(Segmentation labeling items)
####################
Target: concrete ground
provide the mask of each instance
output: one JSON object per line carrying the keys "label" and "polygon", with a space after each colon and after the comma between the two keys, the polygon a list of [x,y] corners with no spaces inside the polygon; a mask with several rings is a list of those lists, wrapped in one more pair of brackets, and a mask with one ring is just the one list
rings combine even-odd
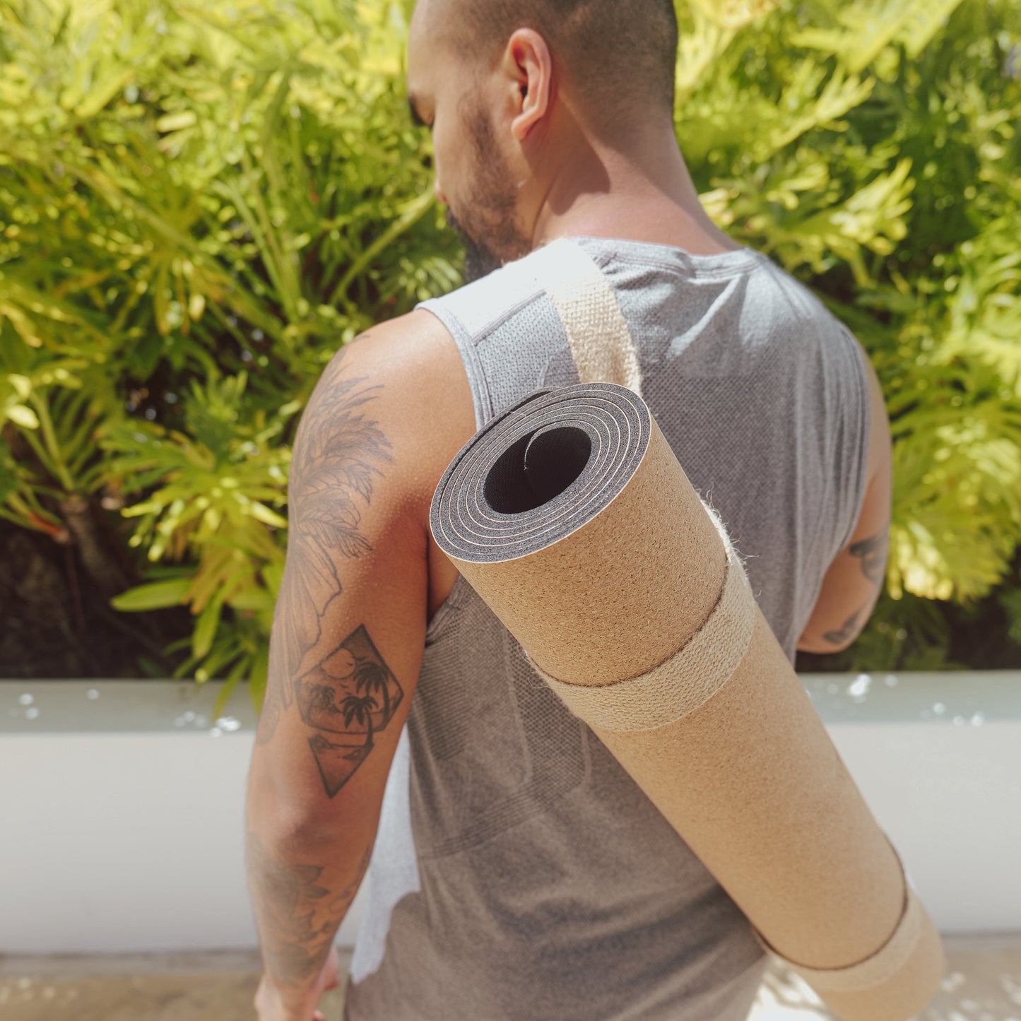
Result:
{"label": "concrete ground", "polygon": [[[919,1021],[1021,1021],[1021,931],[944,936],[943,945],[950,962],[943,987]],[[251,953],[0,955],[0,1017],[3,1021],[255,1021],[251,1004],[257,969],[258,958]],[[340,990],[327,993],[321,1009],[327,1021],[339,1021]],[[796,975],[774,962],[748,1021],[832,1018]]]}

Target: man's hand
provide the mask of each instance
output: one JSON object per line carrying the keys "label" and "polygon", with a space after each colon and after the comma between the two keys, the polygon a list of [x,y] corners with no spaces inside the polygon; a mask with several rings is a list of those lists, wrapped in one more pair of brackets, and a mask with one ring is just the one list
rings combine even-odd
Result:
{"label": "man's hand", "polygon": [[336,989],[340,985],[340,956],[337,947],[330,947],[330,956],[323,965],[323,971],[312,988],[302,993],[300,1000],[289,995],[286,989],[280,989],[263,972],[262,980],[255,990],[255,1013],[258,1021],[326,1021],[322,1012],[317,1010],[320,996],[327,989]]}

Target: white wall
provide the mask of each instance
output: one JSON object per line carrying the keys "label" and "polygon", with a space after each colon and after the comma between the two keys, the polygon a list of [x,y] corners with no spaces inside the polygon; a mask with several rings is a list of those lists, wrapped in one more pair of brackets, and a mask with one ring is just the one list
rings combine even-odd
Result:
{"label": "white wall", "polygon": [[[1021,930],[1021,674],[870,680],[862,695],[860,678],[803,677],[937,926]],[[214,695],[0,682],[0,953],[255,943],[242,815],[254,720],[235,699],[210,730]]]}

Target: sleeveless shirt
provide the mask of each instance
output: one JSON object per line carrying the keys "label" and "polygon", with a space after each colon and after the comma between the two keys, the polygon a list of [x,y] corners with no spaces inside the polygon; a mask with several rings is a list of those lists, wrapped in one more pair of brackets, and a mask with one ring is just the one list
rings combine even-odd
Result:
{"label": "sleeveless shirt", "polygon": [[[574,240],[793,662],[864,498],[858,342],[749,248]],[[421,307],[457,345],[478,428],[578,382],[528,256]],[[744,1021],[767,964],[727,892],[460,576],[427,630],[368,882],[346,1021]]]}

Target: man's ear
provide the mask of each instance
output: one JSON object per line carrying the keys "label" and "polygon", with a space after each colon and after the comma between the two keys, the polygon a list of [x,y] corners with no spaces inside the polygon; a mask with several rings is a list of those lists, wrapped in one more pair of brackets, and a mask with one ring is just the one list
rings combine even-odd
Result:
{"label": "man's ear", "polygon": [[553,58],[542,36],[532,29],[518,29],[507,40],[503,66],[513,90],[510,131],[523,142],[549,109]]}

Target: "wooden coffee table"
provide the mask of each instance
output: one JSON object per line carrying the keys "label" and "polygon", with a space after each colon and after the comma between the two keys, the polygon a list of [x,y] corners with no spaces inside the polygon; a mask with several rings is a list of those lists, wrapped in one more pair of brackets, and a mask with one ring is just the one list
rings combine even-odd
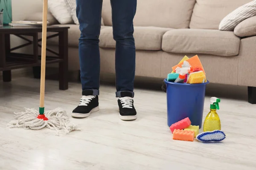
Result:
{"label": "wooden coffee table", "polygon": [[[49,26],[47,32],[53,32],[47,39],[58,37],[58,51],[56,52],[47,48],[47,51],[53,54],[47,56],[46,64],[59,63],[59,89],[68,88],[68,27]],[[0,71],[3,71],[3,81],[10,82],[12,79],[11,70],[17,68],[32,67],[34,77],[40,78],[41,57],[38,55],[38,43],[42,41],[38,39],[38,33],[42,32],[41,27],[12,27],[4,26],[0,27]],[[17,46],[10,48],[10,35],[14,35],[28,42]],[[32,37],[32,40],[25,36]],[[33,54],[12,52],[27,45],[33,45]]]}

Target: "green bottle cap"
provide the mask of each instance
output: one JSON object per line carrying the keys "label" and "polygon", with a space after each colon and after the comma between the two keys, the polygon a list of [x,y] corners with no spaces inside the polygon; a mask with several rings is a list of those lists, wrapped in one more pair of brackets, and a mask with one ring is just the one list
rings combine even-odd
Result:
{"label": "green bottle cap", "polygon": [[212,104],[210,106],[211,109],[218,109],[219,110],[220,108],[218,105],[218,103],[221,102],[221,99],[216,97],[212,97],[210,100],[212,102]]}

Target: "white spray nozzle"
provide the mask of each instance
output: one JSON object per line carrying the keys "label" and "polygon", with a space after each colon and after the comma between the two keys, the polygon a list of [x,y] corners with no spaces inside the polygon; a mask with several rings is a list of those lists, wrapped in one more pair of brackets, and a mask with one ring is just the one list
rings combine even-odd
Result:
{"label": "white spray nozzle", "polygon": [[190,68],[177,67],[176,70],[176,73],[180,75],[185,75],[189,72]]}
{"label": "white spray nozzle", "polygon": [[183,62],[183,64],[181,65],[181,67],[186,68],[190,68],[191,67],[191,65],[190,65],[190,64],[189,62],[186,61],[184,61],[184,62]]}

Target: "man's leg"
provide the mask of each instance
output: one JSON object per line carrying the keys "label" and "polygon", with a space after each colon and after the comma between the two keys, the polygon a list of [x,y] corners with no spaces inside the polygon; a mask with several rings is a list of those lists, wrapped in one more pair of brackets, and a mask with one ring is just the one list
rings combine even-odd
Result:
{"label": "man's leg", "polygon": [[133,105],[135,46],[133,19],[137,0],[111,0],[113,35],[116,45],[116,96],[119,97],[120,118],[137,118]]}
{"label": "man's leg", "polygon": [[81,32],[79,57],[82,96],[72,116],[86,117],[99,110],[100,57],[99,36],[102,0],[76,0]]}

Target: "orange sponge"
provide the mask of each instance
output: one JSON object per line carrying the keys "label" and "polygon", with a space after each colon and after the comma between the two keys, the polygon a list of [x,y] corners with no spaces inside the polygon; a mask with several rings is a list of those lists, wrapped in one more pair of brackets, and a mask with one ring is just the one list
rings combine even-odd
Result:
{"label": "orange sponge", "polygon": [[195,132],[193,130],[184,130],[175,129],[172,139],[180,141],[194,141]]}
{"label": "orange sponge", "polygon": [[191,121],[189,118],[186,117],[179,122],[174,123],[170,126],[170,130],[173,133],[175,129],[184,129],[191,125]]}
{"label": "orange sponge", "polygon": [[[194,69],[195,68],[199,68],[200,70],[202,70],[203,71],[204,71],[204,73],[205,74],[205,72],[204,72],[204,68],[203,67],[203,65],[202,65],[202,63],[198,58],[198,57],[197,55],[195,55],[195,56],[190,58],[189,59],[188,59],[186,60],[188,62],[189,62],[191,67],[193,67]],[[178,67],[182,67],[181,65],[183,64],[184,61],[180,63],[179,63],[177,65],[174,66],[172,68],[172,70],[174,71],[175,71],[176,68]]]}

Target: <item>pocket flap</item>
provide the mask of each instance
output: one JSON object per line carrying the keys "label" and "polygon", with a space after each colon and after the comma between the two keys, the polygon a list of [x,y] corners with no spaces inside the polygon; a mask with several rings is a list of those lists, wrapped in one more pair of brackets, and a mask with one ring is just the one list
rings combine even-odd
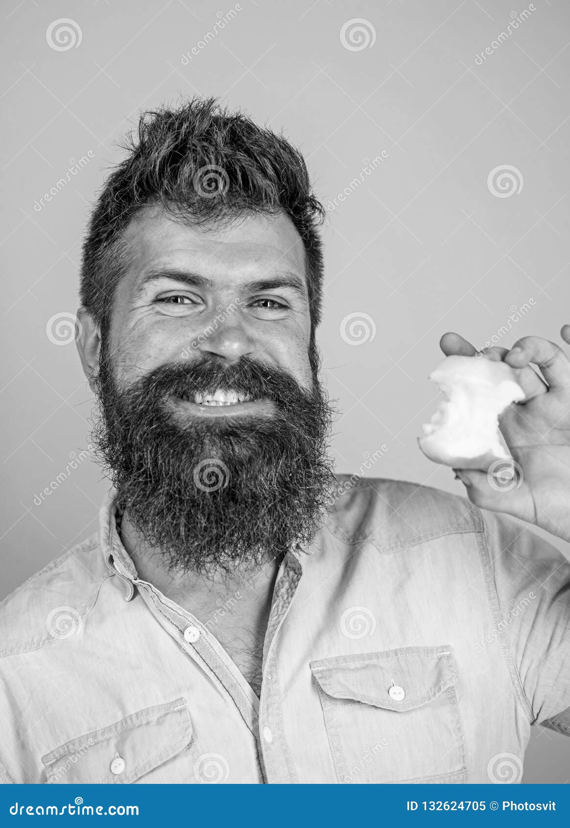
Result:
{"label": "pocket flap", "polygon": [[191,741],[192,723],[181,698],[79,736],[47,753],[42,762],[48,783],[132,782]]}
{"label": "pocket flap", "polygon": [[420,707],[456,678],[455,658],[447,644],[337,656],[311,662],[309,667],[328,696],[390,710]]}

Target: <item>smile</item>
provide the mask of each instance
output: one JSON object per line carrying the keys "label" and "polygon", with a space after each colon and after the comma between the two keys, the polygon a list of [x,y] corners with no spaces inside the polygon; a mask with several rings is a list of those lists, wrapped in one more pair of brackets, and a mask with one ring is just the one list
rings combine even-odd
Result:
{"label": "smile", "polygon": [[252,398],[236,391],[196,392],[194,394],[175,394],[173,399],[179,406],[189,408],[194,414],[225,415],[270,412],[273,403],[266,397]]}

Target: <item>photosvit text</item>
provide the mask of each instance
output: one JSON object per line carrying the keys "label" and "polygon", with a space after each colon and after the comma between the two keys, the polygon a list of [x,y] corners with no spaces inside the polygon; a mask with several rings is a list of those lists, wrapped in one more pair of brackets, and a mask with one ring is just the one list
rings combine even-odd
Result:
{"label": "photosvit text", "polygon": [[548,802],[515,802],[512,799],[504,799],[502,802],[492,800],[429,800],[416,802],[414,799],[406,802],[406,811],[556,811],[556,802],[552,799]]}

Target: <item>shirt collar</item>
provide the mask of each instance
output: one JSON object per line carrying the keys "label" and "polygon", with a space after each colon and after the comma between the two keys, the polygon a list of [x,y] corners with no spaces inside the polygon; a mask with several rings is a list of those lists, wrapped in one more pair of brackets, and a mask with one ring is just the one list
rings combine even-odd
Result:
{"label": "shirt collar", "polygon": [[105,496],[99,512],[99,540],[108,569],[117,575],[123,583],[125,600],[135,594],[133,579],[138,577],[132,561],[122,545],[117,528],[117,493],[113,489]]}

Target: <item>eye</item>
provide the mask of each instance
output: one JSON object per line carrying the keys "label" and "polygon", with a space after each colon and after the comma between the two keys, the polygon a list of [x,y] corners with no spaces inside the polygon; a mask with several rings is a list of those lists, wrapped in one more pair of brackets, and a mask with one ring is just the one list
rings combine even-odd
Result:
{"label": "eye", "polygon": [[170,296],[158,296],[155,300],[161,305],[194,305],[195,302],[189,296],[183,293],[173,293]]}
{"label": "eye", "polygon": [[261,307],[260,305],[257,305],[258,302],[266,302],[266,304],[269,303],[269,304],[271,304],[272,306],[272,307],[265,307],[265,308],[262,308],[262,310],[287,310],[287,306],[286,305],[284,305],[282,302],[278,302],[275,299],[269,299],[269,298],[266,298],[266,299],[256,299],[255,301],[251,302],[251,306],[253,307],[254,306],[257,306],[257,307]]}

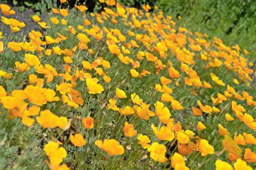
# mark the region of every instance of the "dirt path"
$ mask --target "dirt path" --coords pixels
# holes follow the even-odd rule
[[[19,32],[13,33],[17,35],[19,35],[22,33],[23,35],[28,34],[31,30],[42,30],[41,27],[39,25],[35,22],[34,22],[33,20],[32,19],[32,16],[35,14],[35,12],[31,9],[26,8],[23,12],[18,12],[17,7],[11,7],[12,10],[15,11],[16,13],[15,15],[10,16],[5,16],[7,18],[14,18],[19,20],[20,22],[24,22],[26,24],[26,26],[21,29]],[[44,14],[40,16],[41,18],[43,19],[45,18],[47,14]],[[2,11],[0,10],[0,16],[4,16],[3,14],[2,13]],[[2,22],[1,23],[1,28],[2,28]],[[0,30],[1,31],[1,30]],[[3,35],[4,36],[8,36],[11,32],[10,28],[9,26],[4,25],[3,29]]]

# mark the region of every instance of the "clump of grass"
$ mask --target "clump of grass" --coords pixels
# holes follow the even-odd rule
[[[31,18],[43,31],[0,42],[1,168],[255,168],[250,51],[105,3],[53,8]]]

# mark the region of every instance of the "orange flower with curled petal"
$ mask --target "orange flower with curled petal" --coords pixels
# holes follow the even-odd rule
[[[161,76],[160,78],[160,81],[162,85],[167,85],[171,83],[172,81],[164,76]]]
[[[7,95],[6,93],[5,89],[3,87],[3,86],[0,85],[0,99],[5,97]]]
[[[249,148],[245,149],[244,159],[249,163],[256,162],[256,153],[252,152]]]
[[[33,54],[25,54],[25,61],[29,66],[37,65],[41,64],[38,58]]]
[[[20,73],[30,69],[30,68],[26,63],[20,63],[20,62],[15,62],[14,64],[15,64],[15,69]]]
[[[237,159],[242,158],[240,156],[232,153],[228,153],[227,158],[228,158],[228,160],[231,162],[235,162],[236,161]]]
[[[161,102],[157,101],[156,103],[154,104],[156,108],[156,114],[160,119],[164,118],[169,119],[171,117],[171,114],[167,107],[164,107],[164,104]]]
[[[210,106],[203,106],[200,100],[198,100],[198,106],[199,106],[199,107],[201,109],[201,110],[203,111],[204,112],[211,114],[211,112],[212,111],[212,108]]]
[[[116,96],[117,98],[126,98],[126,94],[125,94],[125,92],[118,88],[116,88]]]
[[[228,135],[224,135],[222,147],[228,153],[232,153],[237,155],[240,155],[242,153],[242,149]]]
[[[143,119],[146,120],[149,120],[150,117],[154,116],[155,114],[152,112],[148,108],[149,107],[149,105],[147,105],[144,103],[141,103],[141,107],[139,106],[134,106],[134,108],[136,109],[138,115],[141,119]]]
[[[109,45],[108,46],[108,49],[109,50],[110,53],[113,54],[118,55],[121,52],[118,46],[116,44]]]
[[[1,39],[1,31],[0,31],[0,39]],[[0,41],[0,53],[3,52],[3,42]]]
[[[81,43],[88,43],[90,42],[90,39],[86,36],[85,34],[79,33],[77,34],[77,39]]]
[[[148,149],[150,152],[150,157],[154,160],[160,163],[164,163],[167,160],[167,158],[165,157],[167,149],[164,145],[154,142]]]
[[[209,83],[207,83],[205,81],[204,81],[203,82],[204,82],[204,88],[212,88],[212,86],[211,86],[211,84]]]
[[[44,148],[44,151],[50,159],[53,166],[58,166],[62,161],[63,158],[67,157],[67,152],[63,147],[59,148],[58,143],[49,141]]]
[[[180,78],[180,74],[177,70],[176,70],[173,67],[171,67],[168,69],[168,73],[171,78]]]
[[[170,102],[173,101],[173,97],[170,95],[168,93],[163,93],[161,96],[161,101],[166,102]]]
[[[201,112],[201,110],[198,108],[192,107],[192,112],[193,113],[193,116],[198,116],[203,115],[203,114]]]
[[[241,134],[239,134],[237,136],[235,134],[235,137],[234,138],[234,141],[235,141],[237,145],[245,145],[246,144],[244,137]]]
[[[55,43],[55,40],[49,36],[45,36],[45,41],[46,41],[46,44],[51,44],[53,43]]]
[[[187,144],[190,141],[189,137],[183,132],[178,133],[177,140],[181,144]]]
[[[184,107],[177,100],[172,100],[171,101],[172,108],[173,110],[183,110]]]
[[[189,141],[188,144],[178,143],[179,153],[182,155],[187,155],[194,151],[195,144],[193,141]]]
[[[227,130],[227,129],[223,128],[222,125],[221,124],[218,124],[218,132],[219,134],[221,136],[224,136],[224,135],[230,135],[230,134]]]
[[[230,115],[230,114],[225,114],[225,119],[226,119],[226,120],[227,121],[232,121],[234,120],[234,117],[232,117],[232,116]]]
[[[132,137],[137,134],[137,131],[134,129],[132,124],[129,124],[127,121],[125,123],[125,126],[123,128],[125,135],[127,137]]]
[[[66,2],[67,2],[67,0],[60,0],[60,2],[61,3],[65,3]]]
[[[81,146],[84,145],[86,143],[82,135],[80,134],[75,134],[74,136],[71,135],[70,139],[73,145],[78,147],[81,147]]]
[[[182,155],[175,152],[171,157],[171,166],[174,168],[179,164],[185,164],[185,159]]]
[[[228,163],[218,159],[215,162],[216,170],[233,170],[232,166]]]
[[[51,29],[51,27],[47,25],[47,23],[44,22],[37,22],[39,25],[43,29]]]
[[[14,10],[11,10],[11,7],[6,4],[3,3],[0,4],[0,8],[4,15],[11,15],[15,14],[15,11]]]
[[[148,136],[139,134],[137,137],[137,139],[139,140],[138,143],[141,145],[143,149],[150,147],[148,143],[150,142],[150,140],[148,138]]]
[[[118,111],[121,115],[131,115],[135,114],[134,108],[129,106],[125,106],[124,109],[118,108]]]
[[[60,117],[58,127],[64,130],[68,129],[71,125],[70,122],[71,120],[68,121],[66,117]]]
[[[22,50],[18,42],[8,42],[7,47],[13,51],[19,51]]]
[[[41,18],[39,17],[39,16],[37,15],[35,15],[32,17],[32,19],[33,19],[34,22],[38,22],[41,21]]]
[[[236,162],[234,164],[234,167],[235,167],[235,170],[253,170],[253,168],[250,166],[247,165],[246,162],[240,158],[236,160]]]
[[[108,100],[109,104],[107,105],[107,108],[108,109],[112,109],[114,111],[117,111],[118,108],[116,105],[116,101],[115,98],[110,98]]]
[[[200,131],[206,129],[206,126],[203,124],[201,121],[199,121],[198,122],[198,125],[196,126],[196,129],[198,131]]]
[[[100,84],[98,84],[97,82],[98,79],[95,81],[93,78],[86,79],[86,86],[89,94],[102,93],[104,91],[103,87]]]
[[[94,126],[94,120],[92,117],[85,117],[83,119],[82,123],[84,128],[88,129],[92,129]]]
[[[139,75],[139,72],[138,72],[135,69],[131,69],[130,70],[131,73],[131,75],[132,77],[138,77]]]
[[[162,126],[160,129],[157,130],[157,128],[154,124],[151,125],[153,129],[153,133],[160,140],[172,141],[174,139],[174,133],[169,128],[165,126]]]
[[[245,138],[245,141],[248,144],[256,145],[256,139],[253,136],[253,135],[247,134],[245,132],[243,133],[243,135]]]
[[[83,4],[81,4],[80,6],[75,5],[75,7],[81,12],[83,12],[88,10],[86,6]]]
[[[53,128],[59,125],[59,117],[49,110],[41,111],[40,116],[37,116],[36,119],[38,124],[44,128]]]
[[[68,15],[68,12],[66,9],[61,9],[60,10],[60,13],[62,17],[66,17]]]
[[[97,140],[94,144],[99,148],[107,152],[111,155],[122,155],[125,152],[124,147],[115,139],[104,139],[103,142],[100,140]]]
[[[213,82],[214,82],[217,84],[221,86],[225,86],[225,83],[224,83],[222,80],[220,79],[218,77],[216,76],[216,75],[213,73],[211,73],[211,77],[212,77],[212,79]]]
[[[200,139],[197,141],[196,150],[201,153],[203,157],[207,154],[213,154],[214,153],[214,148],[209,144],[208,141],[205,139]]]

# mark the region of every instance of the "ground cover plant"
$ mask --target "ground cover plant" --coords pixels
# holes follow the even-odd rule
[[[33,15],[24,36],[0,4],[0,169],[255,169],[252,51],[99,3]]]

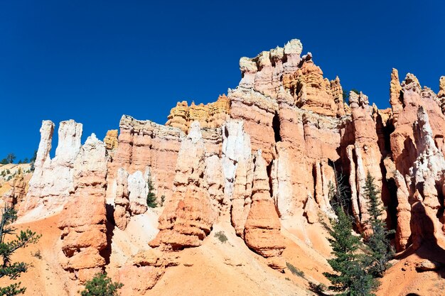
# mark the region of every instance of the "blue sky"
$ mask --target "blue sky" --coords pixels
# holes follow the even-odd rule
[[[240,57],[291,38],[380,108],[392,67],[437,92],[444,13],[439,0],[0,0],[0,158],[32,156],[43,119],[82,123],[83,141],[123,114],[164,124],[177,101],[235,87]]]

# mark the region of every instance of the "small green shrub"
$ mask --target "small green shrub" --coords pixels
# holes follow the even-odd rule
[[[289,270],[291,270],[291,273],[292,273],[293,275],[298,275],[301,278],[304,278],[304,273],[300,270],[299,269],[298,269],[297,268],[296,268],[295,266],[294,266],[292,264],[289,263],[289,262],[286,262],[286,266],[287,266],[287,268]]]
[[[107,273],[97,273],[85,283],[85,290],[80,292],[82,296],[117,296],[117,290],[124,285],[112,283]]]
[[[166,201],[166,196],[163,194],[161,196],[161,207],[163,206],[163,202],[165,201]]]
[[[41,254],[41,251],[40,251],[40,250],[37,250],[37,251],[36,251],[36,253],[34,253],[33,254],[33,256],[34,257],[36,257],[36,258],[38,258],[38,259],[41,259],[41,258],[42,258],[42,255]]]
[[[319,283],[316,284],[313,282],[309,282],[309,290],[319,295],[324,295],[324,291],[327,289],[326,285]]]
[[[215,237],[218,238],[218,239],[219,239],[220,241],[222,243],[228,241],[228,239],[224,234],[224,231],[218,231],[216,234],[215,234]]]
[[[146,196],[146,205],[151,208],[156,207],[158,207],[158,203],[156,202],[156,195],[153,192],[154,190],[154,185],[153,185],[153,181],[151,181],[151,176],[149,176],[147,185],[149,186],[149,193]]]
####################
Exercise requirements –
Locate each of the lines above that includes the string "flower" and copy every such line in full.

Result for this exercise –
# mark the region of every instance of the "orange flower with curled petal"
$ mask --target "orange flower with curled petal" --coords pixels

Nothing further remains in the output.